• [Supplied text]:

============

Last Updated on Monday, 5 April, 2021 at 1:28 pm by Andre Camilleri
James H. Pearsall has been involved in the administration of the vocational training sector since the early 1970s, and in trade union movements and industrial relations
A new strategy envisaged for the new future is a special one as it must be built in a very particular context; it has to revive a nation after a catastrophic world-wide pandemic that gave everybody a body crush; has returned people to think the “back-to-basics” principle and respect the foundation of Time, Place and Person. This is crucial to understand as we can see in real time that every country from North to South and East and West has been dealing with this anarchical virus with ad-hoc solutions.
While we were calmly preparing how to build up our capabilities to face the new era of dealing with the Green and Digital Economy and the massive problems of climate change, we have been spun into a conundrum of fighting for our lives and livelihoods, at a level of trying to secure food or even a bed in an ambulance outside hospital.
So while it is human to react in a preventive manner to limit further damage and lose track of the normal course of life, we must remain proactive and allow ourselves enough planning for a brighter economy that should be People centric.
We must depart from the main ambition of economic growth for growth’s sake and focus ourselves onto economic development that provides us with wide-ranging and overarching prosperity while it continues to protect our lives, also through a robust and supportive health system. We must also be realistic that sustainability has to be our leading perspective as it is necessary that we evolve and do not continue to live by legacies.
The pandemic, which has taught us that the only constant is change, has given a new landscape how governments should be looked at from all sectors of society. We must be using the giraffe reconnaissance methodology of overlooking the whole spectrum, which scans over the diversity and inclusivity factors, recognise the gaps and prioritise on the solutions.
“We must reinvent a new operational model, on all spheres, even if we continue to respond effectively to the aftershocks of the crisis…”
Strategies
There must be a distinction between the necessary Crisis Team, which handles what is happening right now, until the pandemic is under control and the Strategy Team. We must reinvent a new operational model, on all spheres, even if we continue to respond effectively to the aftershocks of the crisis. This Crisis Team needs to operate in parallel to the Strategy Team, which being centrally placed within government, would be continually and solely focused on the economic development of the country in the next 10 years. This must be followed by the Plan Ahead team, which plans across all horizons simultaneously for the next 15 to 20 years.
The Strategy Team should aim at a new mind set of thinking what is “right” and not always what’s “next”. The team must aspire to strengthen the “confidence”; have a simple and user-friendly “communication” medium; adhere to quick decision-making in order to carry out any necessary “corrections” and finally be highly empathic to offer the essential much required “contribution”. This is the pragmatic way to create the next normal, which must throw away the traditional metrics which have become irrelevant.
The new roadmap must promote the balance between the Economic and Social sustainability given that social cohesion is already under pressure from populism. It is critically important that there must be a continuous mitigation re the resurgent risk to lives versus risk to the population health that could follow another sharp economic pullback.

============

Phrase grounding data:
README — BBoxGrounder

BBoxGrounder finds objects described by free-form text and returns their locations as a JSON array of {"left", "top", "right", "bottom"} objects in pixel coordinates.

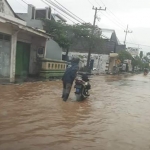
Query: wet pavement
[{"left": 0, "top": 74, "right": 150, "bottom": 150}]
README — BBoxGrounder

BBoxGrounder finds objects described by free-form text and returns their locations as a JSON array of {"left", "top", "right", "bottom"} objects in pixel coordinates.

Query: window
[
  {"left": 35, "top": 9, "right": 46, "bottom": 19},
  {"left": 52, "top": 64, "right": 54, "bottom": 69},
  {"left": 55, "top": 64, "right": 57, "bottom": 69},
  {"left": 48, "top": 63, "right": 51, "bottom": 68},
  {"left": 4, "top": 35, "right": 11, "bottom": 41}
]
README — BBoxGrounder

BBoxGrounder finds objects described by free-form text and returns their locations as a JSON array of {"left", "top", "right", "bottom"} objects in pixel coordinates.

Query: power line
[
  {"left": 54, "top": 0, "right": 85, "bottom": 22},
  {"left": 21, "top": 0, "right": 75, "bottom": 23},
  {"left": 89, "top": 1, "right": 127, "bottom": 30},
  {"left": 17, "top": 0, "right": 27, "bottom": 10},
  {"left": 95, "top": 0, "right": 125, "bottom": 28},
  {"left": 21, "top": 0, "right": 28, "bottom": 5},
  {"left": 121, "top": 41, "right": 150, "bottom": 47},
  {"left": 41, "top": 0, "right": 75, "bottom": 23},
  {"left": 45, "top": 0, "right": 83, "bottom": 23}
]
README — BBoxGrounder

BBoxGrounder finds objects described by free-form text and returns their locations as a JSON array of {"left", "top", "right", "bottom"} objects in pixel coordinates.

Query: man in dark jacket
[{"left": 62, "top": 58, "right": 80, "bottom": 101}]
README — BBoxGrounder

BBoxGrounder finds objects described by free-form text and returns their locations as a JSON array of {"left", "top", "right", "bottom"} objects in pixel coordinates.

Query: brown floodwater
[{"left": 0, "top": 74, "right": 150, "bottom": 150}]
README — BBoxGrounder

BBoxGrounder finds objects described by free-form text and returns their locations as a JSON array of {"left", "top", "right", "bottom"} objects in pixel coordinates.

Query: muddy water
[{"left": 0, "top": 75, "right": 150, "bottom": 150}]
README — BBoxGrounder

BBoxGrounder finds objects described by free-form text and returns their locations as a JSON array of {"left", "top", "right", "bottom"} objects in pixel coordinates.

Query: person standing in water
[{"left": 62, "top": 58, "right": 80, "bottom": 101}]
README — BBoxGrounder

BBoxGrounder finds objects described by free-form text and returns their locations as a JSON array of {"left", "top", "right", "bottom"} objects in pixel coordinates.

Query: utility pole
[
  {"left": 87, "top": 6, "right": 106, "bottom": 70},
  {"left": 124, "top": 25, "right": 132, "bottom": 45}
]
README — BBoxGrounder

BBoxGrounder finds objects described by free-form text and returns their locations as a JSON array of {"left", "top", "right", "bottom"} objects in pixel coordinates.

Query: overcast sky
[{"left": 8, "top": 0, "right": 150, "bottom": 52}]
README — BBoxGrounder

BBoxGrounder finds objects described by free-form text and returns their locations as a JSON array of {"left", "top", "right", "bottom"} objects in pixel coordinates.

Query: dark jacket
[{"left": 62, "top": 64, "right": 79, "bottom": 84}]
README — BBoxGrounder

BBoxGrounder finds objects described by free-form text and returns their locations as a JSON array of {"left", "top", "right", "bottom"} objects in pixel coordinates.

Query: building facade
[
  {"left": 0, "top": 0, "right": 50, "bottom": 82},
  {"left": 17, "top": 4, "right": 66, "bottom": 60}
]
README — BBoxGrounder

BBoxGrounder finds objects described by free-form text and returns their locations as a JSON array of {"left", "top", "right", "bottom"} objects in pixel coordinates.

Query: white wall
[
  {"left": 18, "top": 32, "right": 46, "bottom": 75},
  {"left": 46, "top": 39, "right": 62, "bottom": 60},
  {"left": 0, "top": 22, "right": 13, "bottom": 35},
  {"left": 0, "top": 0, "right": 14, "bottom": 17}
]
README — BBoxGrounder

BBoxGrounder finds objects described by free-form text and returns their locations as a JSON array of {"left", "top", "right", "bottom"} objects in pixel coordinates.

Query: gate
[{"left": 0, "top": 33, "right": 11, "bottom": 78}]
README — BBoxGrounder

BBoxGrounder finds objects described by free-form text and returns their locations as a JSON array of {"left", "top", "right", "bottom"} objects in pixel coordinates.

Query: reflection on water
[{"left": 0, "top": 75, "right": 150, "bottom": 150}]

============

• [Exercise directions]:
According to the article on post-pandemic strategy, over what time span would the Plan Ahead team plan? Rely solely on the article on post-pandemic strategy.

• [Result of this task]:
The next 15 to 20 years.